Enunciado:
Dê continuidade ao relato abaixo sobre a acolhida de quem chega ao Mosteiro, começando logo após a última frase apresentada.

Trecho da página:
↓↓↓

A terceira experiência de Encontro foi com as pessoas que chegam ao Mosteiro. Sabemos que para São Bento todos os que chegam ao Mosteiro devem ser acolhidos como o próprio Cristo[3]. Na prática e na vivência do cotidiano, esta acolhida não é tão simples assim. No começo não entedia por quê tinha que dar atenção para todos os que chegavam ao mosteiro, às vezes, humanamente falando, em horas inconvenientes... Muitas vezes não entendia porque deixamos os trabalhos, ou mesmo a oração, para ir ao encontro das pessoas que chegam até nós. Mas aos poucos fui me dando conta que as pessoas que chegam ao Mosteiro buscam a paz, querem ser acolhidas e escutadas, querem sentir-se amadas, valorizadas como pessoas. Muitas pessoas que chegam a nós têm tudo o que mundo e o dinheiro podem oferecer, mas não encontram o essencial. Então entendi que as pessoas buscam Aquele que é o único capaz de saciar esta busca e preencher o vazio, que nada nem ninguém poderia preencher. Elas procuram a Deus, e o modo como acolho estas pessoas pode proporcionar lhes este encontro. Hoje posso afirmar que cada vez que acolho uma pessoa, neste encontro, posso ser instrumento de Deus para esta pessoa, mas estas pessoas são sempre mais instrumentos de Deus em minha vida. Isto me faz perceber o quanto Ele pode realizar por nós, e em nós, utilizando-se de nossos irmãos e irmãs, que se tornam verdadeiramente manifestação de sua graça e presença em nossas vidas!

↑↑↑

Material de origem:
↓↓↓

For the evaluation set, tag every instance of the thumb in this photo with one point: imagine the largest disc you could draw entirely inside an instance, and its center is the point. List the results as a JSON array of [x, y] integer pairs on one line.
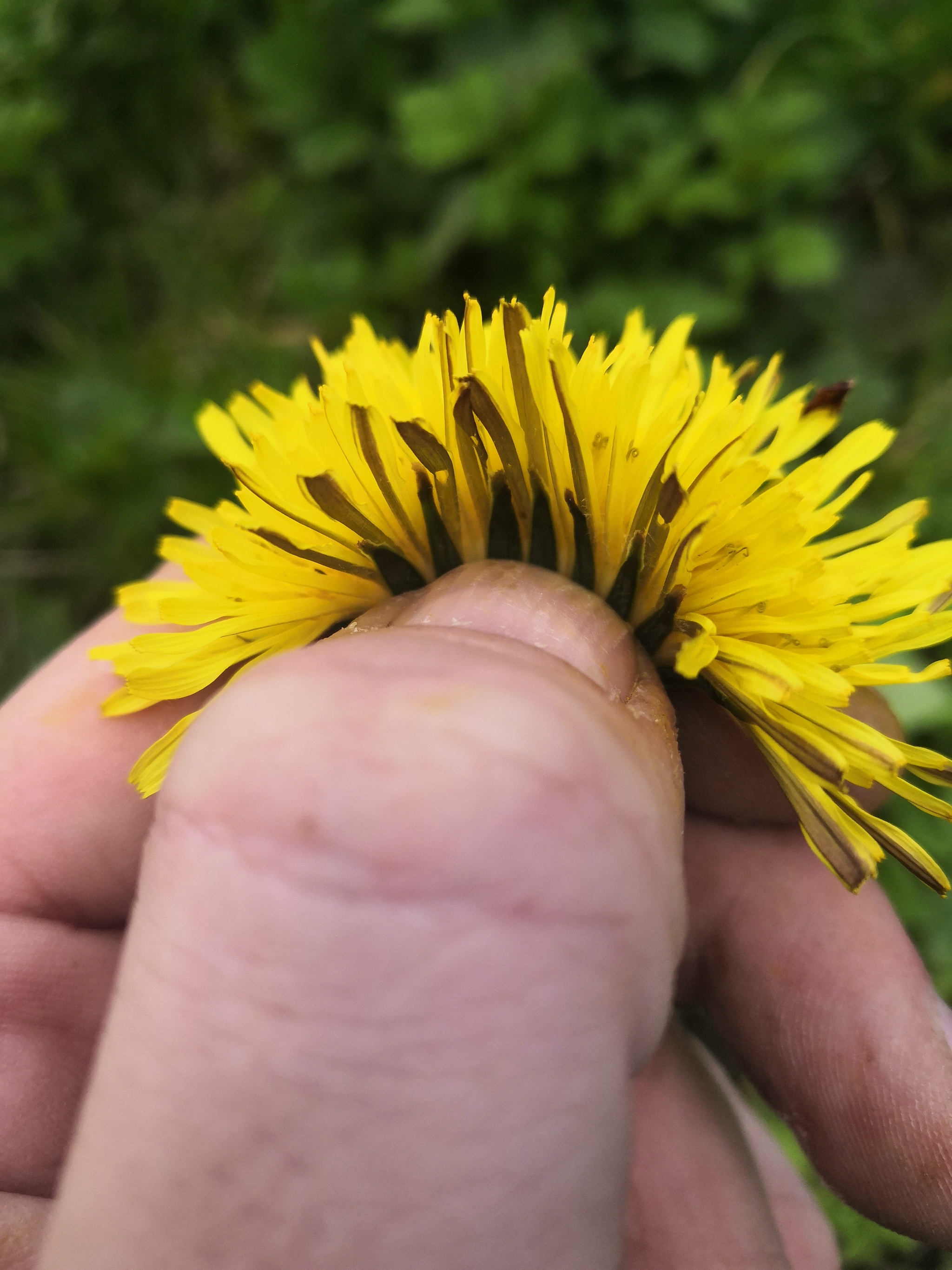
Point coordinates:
[[408, 918]]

↑↑↑

Resposta:
Não poderia terminar esta partilha, sem expressar minha gratidão à toda equipe da AIM, que desde o inicio de minha vida monástica esteve presente com sua ajuda para minha formação monástica, seja no período da formação inicial com a escola de formadores que também me proporcionou continuar meu encontro comigo mesma e minha humanidade, seja na continuação em minha formação permanente -, agora estou terminando o curso de formação monástica dos cistercienses em Roma. Sei que o Senhor age em nós com sua graça, mas bem sabemos que também nós precisamos abrir-nos ao que Ele tem a nos oferecer! Ficam aqui os meus sinceros agradecimentos a nossos irmãos e irmãs da AIM que não medem esforços para nos ajudar em nossa formação, proporcionando-nos ferramentas para vivermos de modo mais coerente nossa vida monástica! Que o Senhor nos sustente a cada dia em nosso sim, e com Ele sigamos com nosso desejo de em tudo glorificá-lo! Assim Seja!
[1] Ano da vida consagrada, Alegrai-vos: Carta circular aos consagrados e às consagradas do magistério do Papa Francisco, São Paulo, Ed. Paulinas, p.23.
[2] Regra de São Bento 58,7.
[3] Regra de São Bento 53,1.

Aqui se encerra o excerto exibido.